Copy the entries below line for line, with every character and the order unchanged.
======
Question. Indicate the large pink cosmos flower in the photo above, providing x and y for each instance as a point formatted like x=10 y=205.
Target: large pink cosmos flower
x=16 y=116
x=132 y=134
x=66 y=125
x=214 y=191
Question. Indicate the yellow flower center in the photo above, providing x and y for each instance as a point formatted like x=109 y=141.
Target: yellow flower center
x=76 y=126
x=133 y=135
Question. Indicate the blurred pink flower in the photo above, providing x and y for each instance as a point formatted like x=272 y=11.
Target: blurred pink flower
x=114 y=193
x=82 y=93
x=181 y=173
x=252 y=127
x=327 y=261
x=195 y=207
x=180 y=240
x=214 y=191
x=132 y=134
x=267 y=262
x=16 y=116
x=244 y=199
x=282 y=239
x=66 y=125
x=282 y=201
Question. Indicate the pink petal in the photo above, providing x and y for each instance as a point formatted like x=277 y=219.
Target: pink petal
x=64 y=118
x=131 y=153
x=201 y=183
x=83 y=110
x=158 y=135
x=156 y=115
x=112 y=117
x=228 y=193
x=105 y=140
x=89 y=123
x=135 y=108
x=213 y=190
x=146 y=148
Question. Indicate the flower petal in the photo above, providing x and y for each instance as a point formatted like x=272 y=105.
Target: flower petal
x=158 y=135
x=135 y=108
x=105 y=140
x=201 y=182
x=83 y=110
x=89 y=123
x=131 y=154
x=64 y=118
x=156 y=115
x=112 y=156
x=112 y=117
======
◆ **Output below**:
Question. Indicate the large pink cosmos flower in the photo above, providing x and y for each instance as a point formatted like x=10 y=205.
Target: large pink cosmos flower
x=16 y=116
x=132 y=134
x=66 y=125
x=214 y=191
Question. Indicate the yellow flower center in the photo above, providing x and y for each instance as a point formatted like x=109 y=141.
Target: yellow flower center
x=76 y=126
x=133 y=135
Question. Indicate the blurred pink flower in the photo above, providing x and y for each instance as a point formatted like x=272 y=11.
Target: blurred pink flower
x=114 y=193
x=82 y=93
x=181 y=173
x=252 y=127
x=327 y=261
x=195 y=207
x=180 y=240
x=214 y=191
x=132 y=134
x=267 y=262
x=16 y=116
x=244 y=199
x=282 y=239
x=66 y=125
x=282 y=201
Question. Indicate the pink petal in the photo above, providing x and y for each instance as a point formatted like x=277 y=219.
Target: pink petal
x=64 y=118
x=131 y=153
x=201 y=183
x=83 y=110
x=158 y=135
x=156 y=115
x=112 y=117
x=228 y=193
x=105 y=140
x=89 y=123
x=135 y=108
x=213 y=190
x=146 y=148
Question. Indicate the flower petal in the photo above, providing x and y for each instance as a point formatted like x=272 y=105.
Target: flower petal
x=158 y=135
x=135 y=108
x=105 y=140
x=201 y=182
x=83 y=110
x=89 y=123
x=131 y=154
x=64 y=118
x=156 y=115
x=112 y=156
x=112 y=117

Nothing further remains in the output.